Aim A
Answer these questions using the text on claims 2 through 8:
(i) Which paragraph of Sehr is cited for claim 2?
(ii) Which figure of Buschmann is cited for claim 5?
(iii) Under claim 8, what do the control values provide per position?

Regarding claim 2, Sehr teaches the control values per position are selected such that the tool is raised and/or lowered according to the layer thickness profile, in order to be moved per position at a position according to the set layer thickness values; and/or wherein the control values per position are selected such that a determined deviation between an actual layer thickness value or predicted actual layer thickness value and a set layer thickness value is considered (paragraph [0019]).
Regarding claim 3, Sehr as modified by Buschmann teaches the processor is configured to determine the control value for the further position by considering the set layer thickness of the further position; and/or wherein the further position is offset by an offset with respect to the respective position.
Regarding claim 4, Sehr as modified by Buschmann teaches the control values per position are selected such that in the settled state, the actual layer thickness value or the predicted actual layer thickness value per position essentially (±20%, 0%,5%, 1%) corresponds to the set layer thickness value per position (paragraph [0019]); and/or wherein the control values are derived such that the height regulation of the tool is performed by considering the regulation path (offset) of the tool along a direction of travel of the construction machine.
Regarding claim 5, Sehr as modified by Buschmann teaches the processor is configured to derive the control values from the layer thickness profile such that a layer to be smoothed or to be applied by the tool forms an even surface on an underground profile along a direction of travel of the construction machine (Buschmann Figure 6); and/or wherein a layer to be applied or a layer to be smoothed comprises a first dimension along the direction of travel and a second dimension transversal to the direction of travel and wherein a plane is spanned by the first dimension and the second dimension and wherein the control values are derived from the layer thickness profile such that a layer to be applied (to be placed) or a layer to be smoothed by the tool comprises an even surface on an underground profile along the spanned plane.
Regarding claim 6, Sehr as modified by Buschmann teaches a position sensor or GNSS sensor, in particular a position sensor or GNSS sensor (13) coupled to the tool or coupled to the construction machine and wherein the position sensor or GNSS sensor is configured to determine the position for the actual layer thickness values or predicted actual layer thickness values, in particular the position along the direction of travel.
Regarding claim 7, Sehr as modified by Buschmann teaches the layer thickness profile comprises varying set layer thickness values (paragraph [0008]) across the positions and/or along the direction of travel and/or wherein the layer thickness profile is determined in dependence on an underground profile.
Regarding claim 8, Sehr as modified by Buschmann teaches the processor is configured to determine the control values such that a minimum layer thickness is provided per position.

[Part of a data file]

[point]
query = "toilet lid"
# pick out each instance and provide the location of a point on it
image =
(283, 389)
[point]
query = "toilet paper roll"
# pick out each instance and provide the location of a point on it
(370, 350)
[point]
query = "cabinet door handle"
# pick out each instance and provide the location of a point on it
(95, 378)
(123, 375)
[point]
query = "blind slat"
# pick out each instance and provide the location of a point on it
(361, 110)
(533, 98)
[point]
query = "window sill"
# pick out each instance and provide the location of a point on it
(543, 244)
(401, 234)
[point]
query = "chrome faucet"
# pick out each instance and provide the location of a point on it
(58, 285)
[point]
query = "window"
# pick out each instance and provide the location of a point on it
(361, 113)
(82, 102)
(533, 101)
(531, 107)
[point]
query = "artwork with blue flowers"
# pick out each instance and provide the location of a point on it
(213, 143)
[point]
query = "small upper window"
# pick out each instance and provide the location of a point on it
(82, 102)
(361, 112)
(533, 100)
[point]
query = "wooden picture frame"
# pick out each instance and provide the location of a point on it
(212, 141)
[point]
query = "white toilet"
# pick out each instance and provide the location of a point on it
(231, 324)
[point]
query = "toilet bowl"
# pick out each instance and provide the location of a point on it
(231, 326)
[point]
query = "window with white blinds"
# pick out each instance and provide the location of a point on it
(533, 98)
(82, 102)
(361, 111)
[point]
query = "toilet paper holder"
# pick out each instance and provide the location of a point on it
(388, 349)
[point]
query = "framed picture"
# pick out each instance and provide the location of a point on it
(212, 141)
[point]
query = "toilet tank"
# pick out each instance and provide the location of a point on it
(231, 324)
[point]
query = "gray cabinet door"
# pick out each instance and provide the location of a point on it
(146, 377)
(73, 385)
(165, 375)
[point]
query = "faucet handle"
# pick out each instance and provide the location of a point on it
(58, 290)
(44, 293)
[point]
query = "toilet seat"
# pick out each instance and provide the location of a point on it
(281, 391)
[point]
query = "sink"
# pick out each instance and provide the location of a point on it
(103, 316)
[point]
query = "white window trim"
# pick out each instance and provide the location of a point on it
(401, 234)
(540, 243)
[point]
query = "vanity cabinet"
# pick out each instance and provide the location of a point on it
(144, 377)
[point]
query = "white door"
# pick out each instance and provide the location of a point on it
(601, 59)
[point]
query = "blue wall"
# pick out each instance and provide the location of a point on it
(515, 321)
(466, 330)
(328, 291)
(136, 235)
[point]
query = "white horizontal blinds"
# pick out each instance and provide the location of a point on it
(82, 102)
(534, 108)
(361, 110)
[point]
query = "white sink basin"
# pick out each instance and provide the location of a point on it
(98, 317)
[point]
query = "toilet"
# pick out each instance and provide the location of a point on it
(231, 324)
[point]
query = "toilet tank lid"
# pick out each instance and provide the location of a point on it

Aim B
Filter the records, keeping every line that contains the string "blue".

Correct answer A
(i) Paragraph [0019]
(ii) Figure 6
(iii) A minimum layer thickness

Correct answer B
query = "artwork with blue flowers"
query = "blue wall"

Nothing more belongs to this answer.